DIRECTIONS
Rewrite the records below with every "marker" changed to "pin", keeping everything else the same.

PROVIDED RECORDS
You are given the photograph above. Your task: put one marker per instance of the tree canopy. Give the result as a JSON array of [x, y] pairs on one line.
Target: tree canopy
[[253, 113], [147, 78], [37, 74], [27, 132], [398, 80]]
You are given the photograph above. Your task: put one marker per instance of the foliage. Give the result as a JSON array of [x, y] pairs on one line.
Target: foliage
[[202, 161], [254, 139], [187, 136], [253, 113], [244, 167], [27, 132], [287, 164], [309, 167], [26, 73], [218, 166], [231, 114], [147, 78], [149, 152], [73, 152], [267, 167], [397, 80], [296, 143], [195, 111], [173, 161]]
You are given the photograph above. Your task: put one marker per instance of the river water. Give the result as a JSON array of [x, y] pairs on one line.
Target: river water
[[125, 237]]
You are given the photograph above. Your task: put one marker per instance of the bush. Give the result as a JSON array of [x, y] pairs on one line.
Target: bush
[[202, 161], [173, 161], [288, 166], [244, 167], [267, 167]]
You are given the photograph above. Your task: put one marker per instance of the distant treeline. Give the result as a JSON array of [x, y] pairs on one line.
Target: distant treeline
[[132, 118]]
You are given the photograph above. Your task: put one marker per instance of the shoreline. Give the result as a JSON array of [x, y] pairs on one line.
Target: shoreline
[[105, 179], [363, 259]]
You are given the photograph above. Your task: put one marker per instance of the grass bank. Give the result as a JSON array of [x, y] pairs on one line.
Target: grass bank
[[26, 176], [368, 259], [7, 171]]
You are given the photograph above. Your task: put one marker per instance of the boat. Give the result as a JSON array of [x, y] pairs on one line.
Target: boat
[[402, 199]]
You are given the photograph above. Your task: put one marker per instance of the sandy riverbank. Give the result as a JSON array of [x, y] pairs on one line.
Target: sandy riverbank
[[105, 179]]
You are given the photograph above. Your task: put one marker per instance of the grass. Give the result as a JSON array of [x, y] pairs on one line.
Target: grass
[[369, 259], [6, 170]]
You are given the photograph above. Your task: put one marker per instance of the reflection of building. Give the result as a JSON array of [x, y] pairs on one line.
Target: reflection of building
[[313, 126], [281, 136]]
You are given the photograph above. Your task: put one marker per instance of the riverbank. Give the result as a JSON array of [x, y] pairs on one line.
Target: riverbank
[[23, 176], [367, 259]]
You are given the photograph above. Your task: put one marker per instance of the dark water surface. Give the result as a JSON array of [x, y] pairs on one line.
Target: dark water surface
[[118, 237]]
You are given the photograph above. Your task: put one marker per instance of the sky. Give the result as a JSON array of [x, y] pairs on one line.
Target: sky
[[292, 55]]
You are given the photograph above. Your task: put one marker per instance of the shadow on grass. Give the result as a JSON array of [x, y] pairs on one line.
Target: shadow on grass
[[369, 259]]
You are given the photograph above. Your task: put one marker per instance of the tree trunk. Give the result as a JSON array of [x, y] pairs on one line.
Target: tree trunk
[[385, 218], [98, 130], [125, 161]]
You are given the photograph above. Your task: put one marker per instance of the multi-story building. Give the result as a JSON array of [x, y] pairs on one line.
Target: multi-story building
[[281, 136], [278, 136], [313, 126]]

SOLVED EXERCISE
You are given the photograph above. Your task: put one pin per instance of the tree canopy. Give the result as a JSON array of [x, y] pairs on one line.
Target: tree canopy
[[253, 113], [147, 78], [37, 74], [27, 132], [398, 80]]
You are given the photograph above. Your task: put one pin per instance of the foliage. Give the result as a JSON array of [x, y] pairs on one line.
Target: foliage
[[202, 161], [254, 139], [187, 136], [253, 113], [244, 167], [27, 132], [287, 164], [309, 167], [26, 73], [218, 166], [231, 114], [147, 78], [149, 152], [73, 152], [267, 167], [397, 80], [296, 143], [195, 111], [173, 161]]
You are given the photograph above. Your task: put one pin per instance of the river water. Give the result as a JSON array of [x, y] pairs on one line.
Target: river water
[[125, 237]]
You are given the photograph above. Your task: put one pin per instance of the bush. Give the result as a JSON array of [x, y] pairs on one line.
Target: bush
[[202, 161], [173, 161], [288, 166], [244, 167], [267, 167]]
You are given the photograph above. Your task: put one pin per instance of the distant treeline. Give the result as a JSON array of [x, y] pairs on one line.
Target: distant treeline
[[132, 118]]
You are given the photograph above. Your task: put one pin per instance of the shoreline. Give the result as a JSON array of [x, y] pairs on one line.
Target: shoreline
[[105, 179], [363, 259]]
You are given the photograph above. Your task: put one pin per instance of the grass bank. Give the result as a JSON array of [x, y] pairs on one line.
Target: grass bank
[[26, 176], [368, 259], [7, 171]]
You are given the photograph above. Your task: put one pin per instance of the boat. Give the result as a JSON array of [x, y] pairs on one line.
Target: boat
[[402, 199]]
You are given the photograph above. Your task: put one pin per instance of the sandy riverbank. Give the result as a JSON array of [x, y] pairs on one line.
Target: sandy riverbank
[[105, 179]]
You are given the photograph above. Your task: put one pin per instance of the grass. Give the result as a JSON array of [x, y] pairs on one line.
Target: grass
[[369, 259], [6, 170]]
You are given the photograph above. Your task: put one pin per instance of the reflection of building. Give the result as a JSON array of [x, y] pairs on one line.
Target: reflection of building
[[313, 126], [281, 136]]
You are given the photograph above. Your task: put one pin per instance of the riverbank. Give the result as a JSON array of [x, y] pairs on one line.
Target: riverbank
[[23, 176], [367, 259]]
You are given the photograph above. Your task: put one pin per instance of the dark water surface. Give the result as a JSON array of [x, y] pairs on one line.
Target: dark water surface
[[118, 237]]
You are given the photograph above. Your task: put one pin per instance of the sky. Give the result as a JSON array of [x, y] pairs on one line.
Target: sky
[[292, 55]]
You are given the photograph above. Your task: put one pin per instance of the shadow on grass. Give the result as a JSON array of [x, y] pairs on one line.
Target: shadow on grass
[[369, 259]]
You are given the photograph above. Your task: put one pin per instance of the tree trunk. Give the result as a JSON array of [x, y] pairs on one line.
Target: tree trunk
[[385, 218], [98, 130], [125, 161]]
You are given the photograph above. Your task: put one pin per instance of the multi-story building. Give the result as a JSON array of [x, y] pairs on one line.
Target: multi-story building
[[281, 136], [278, 136], [313, 126]]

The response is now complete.